--- begin ---

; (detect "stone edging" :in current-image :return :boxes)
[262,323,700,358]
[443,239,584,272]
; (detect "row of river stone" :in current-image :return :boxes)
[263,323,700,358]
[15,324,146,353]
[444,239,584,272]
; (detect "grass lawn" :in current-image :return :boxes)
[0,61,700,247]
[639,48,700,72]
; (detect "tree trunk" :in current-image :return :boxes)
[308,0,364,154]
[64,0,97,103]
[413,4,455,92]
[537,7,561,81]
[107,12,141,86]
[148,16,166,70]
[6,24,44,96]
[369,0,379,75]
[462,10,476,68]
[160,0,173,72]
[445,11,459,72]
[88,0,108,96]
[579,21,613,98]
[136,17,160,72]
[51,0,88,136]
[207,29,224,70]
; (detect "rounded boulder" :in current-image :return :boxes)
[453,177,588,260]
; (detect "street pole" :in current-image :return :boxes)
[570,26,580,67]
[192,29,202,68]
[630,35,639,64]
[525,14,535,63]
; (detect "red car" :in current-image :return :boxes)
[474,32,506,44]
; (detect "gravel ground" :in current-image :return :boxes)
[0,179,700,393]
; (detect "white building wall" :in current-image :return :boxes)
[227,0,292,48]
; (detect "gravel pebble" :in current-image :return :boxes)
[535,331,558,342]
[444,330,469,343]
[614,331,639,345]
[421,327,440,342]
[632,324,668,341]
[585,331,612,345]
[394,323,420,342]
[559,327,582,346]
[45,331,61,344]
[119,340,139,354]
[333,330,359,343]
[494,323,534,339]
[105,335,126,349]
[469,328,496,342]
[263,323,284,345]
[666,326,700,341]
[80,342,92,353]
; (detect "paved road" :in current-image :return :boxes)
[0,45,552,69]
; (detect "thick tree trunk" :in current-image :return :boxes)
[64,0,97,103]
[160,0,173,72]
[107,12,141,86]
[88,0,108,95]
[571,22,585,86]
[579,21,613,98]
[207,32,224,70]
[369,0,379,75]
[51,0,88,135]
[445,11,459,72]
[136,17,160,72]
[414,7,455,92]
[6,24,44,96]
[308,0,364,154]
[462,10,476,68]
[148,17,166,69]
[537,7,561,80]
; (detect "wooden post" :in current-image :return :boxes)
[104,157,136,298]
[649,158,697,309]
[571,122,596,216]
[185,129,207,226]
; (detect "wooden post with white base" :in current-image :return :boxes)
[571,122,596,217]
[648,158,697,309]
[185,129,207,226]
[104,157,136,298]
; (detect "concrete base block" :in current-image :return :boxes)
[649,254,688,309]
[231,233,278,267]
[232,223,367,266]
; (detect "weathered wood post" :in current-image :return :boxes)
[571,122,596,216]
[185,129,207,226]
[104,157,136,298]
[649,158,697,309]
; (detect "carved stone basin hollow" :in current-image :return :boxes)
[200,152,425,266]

--- end ---

The problem: Arrange every line of the records above as a Markdown table with the columns Row and Line, numbering the rows in order and leaving out blank lines.

Answer to the exercise:
| Row | Line |
|---|---|
| 1 | ; (detect "stone edging" :in current-image :return :boxes) |
| 2 | [262,323,700,358] |
| 3 | [443,239,584,272] |
| 4 | ; (detect "row of river stone" :in current-image :return :boxes) |
| 5 | [263,323,700,358] |
| 6 | [15,324,146,353] |
| 7 | [444,239,584,272] |
| 8 | ; (detect "grass lawn" :in current-image :return :boxes) |
| 9 | [0,61,700,247] |
| 10 | [639,48,700,72] |
| 11 | ; (detect "tree trunk" :in current-image :return :boxes) |
| 12 | [308,0,364,154] |
| 13 | [64,0,97,103] |
| 14 | [413,4,455,92] |
| 15 | [537,7,561,81] |
| 16 | [107,12,141,86] |
| 17 | [148,16,166,70] |
| 18 | [6,24,44,96] |
| 19 | [369,0,379,75] |
| 20 | [462,10,476,68] |
| 21 | [160,0,173,72] |
| 22 | [445,11,459,72] |
| 23 | [88,0,108,96] |
| 24 | [579,21,613,98] |
| 25 | [136,17,160,72] |
| 26 | [51,0,88,136] |
| 27 | [207,29,224,70] |
| 28 | ; (detect "rounded boulder" :in current-image :return :boxes) |
| 29 | [453,177,588,260] |
| 30 | ; (detect "street pole" :in current-image :return :boxes) |
| 31 | [570,26,580,67] |
| 32 | [192,29,202,68] |
| 33 | [630,35,639,64] |
| 34 | [525,14,535,63] |
| 35 | ; (detect "red car" :in current-image :return :boxes) |
| 36 | [474,32,506,44] |
| 37 | ; (detect "gravel ground" :in current-image :return :boxes) |
| 38 | [0,179,700,393] |
| 39 | ; (detect "white building wall" :in current-image :return :boxes) |
| 40 | [227,0,292,48] |
| 41 | ; (detect "gravel pebble" :in current-image :return :boxes) |
| 42 | [535,331,558,342] |
| 43 | [444,330,469,343] |
| 44 | [614,331,639,345] |
| 45 | [421,327,440,342] |
| 46 | [632,324,668,341] |
| 47 | [585,331,612,345] |
| 48 | [394,323,420,342] |
| 49 | [559,327,582,346] |
| 50 | [45,331,61,344] |
| 51 | [119,340,139,354] |
| 52 | [333,330,359,343] |
| 53 | [494,323,534,339] |
| 54 | [105,335,126,349] |
| 55 | [469,328,496,342] |
| 56 | [263,323,284,345] |
| 57 | [666,326,700,341] |
| 58 | [80,342,92,353] |
| 59 | ; (detect "paved road" :in current-image :return :boxes) |
| 60 | [0,45,552,69] |
| 61 | ; (detect "thick tree trunk" :in current-image :return :boxes) |
| 62 | [64,0,97,103] |
| 63 | [160,0,173,72] |
| 64 | [107,12,141,86] |
| 65 | [88,0,108,95] |
| 66 | [571,22,585,86] |
| 67 | [579,21,613,98] |
| 68 | [207,32,224,70] |
| 69 | [369,0,379,75] |
| 70 | [51,0,88,135] |
| 71 | [445,11,459,72] |
| 72 | [136,17,160,72] |
| 73 | [414,7,455,92] |
| 74 | [6,24,44,96] |
| 75 | [308,0,364,154] |
| 76 | [462,10,476,68] |
| 77 | [148,17,166,69] |
| 78 | [537,7,561,80] |
| 79 | ; (detect "wooden post" :in current-image :return :boxes) |
| 80 | [104,157,136,298] |
| 81 | [649,158,697,309] |
| 82 | [571,122,596,216] |
| 83 | [185,129,207,226] |
| 84 | ; (detect "wooden post with white base" :in current-image :return :boxes) |
| 85 | [571,122,596,217] |
| 86 | [648,158,697,309] |
| 87 | [185,129,207,226] |
| 88 | [104,157,136,298] |
| 89 | ; (detect "concrete base block" :in current-image :return :boxes) |
| 90 | [649,254,688,309] |
| 91 | [231,233,278,267] |
| 92 | [232,223,367,266] |
| 93 | ; (detect "weathered wood post" :in current-image :return :boxes) |
| 94 | [571,122,596,216] |
| 95 | [185,129,207,226] |
| 96 | [104,157,136,298] |
| 97 | [649,158,697,309] |
| 98 | ; (detect "carved stone basin hollow" :in current-image :return :boxes) |
| 99 | [200,152,425,266] |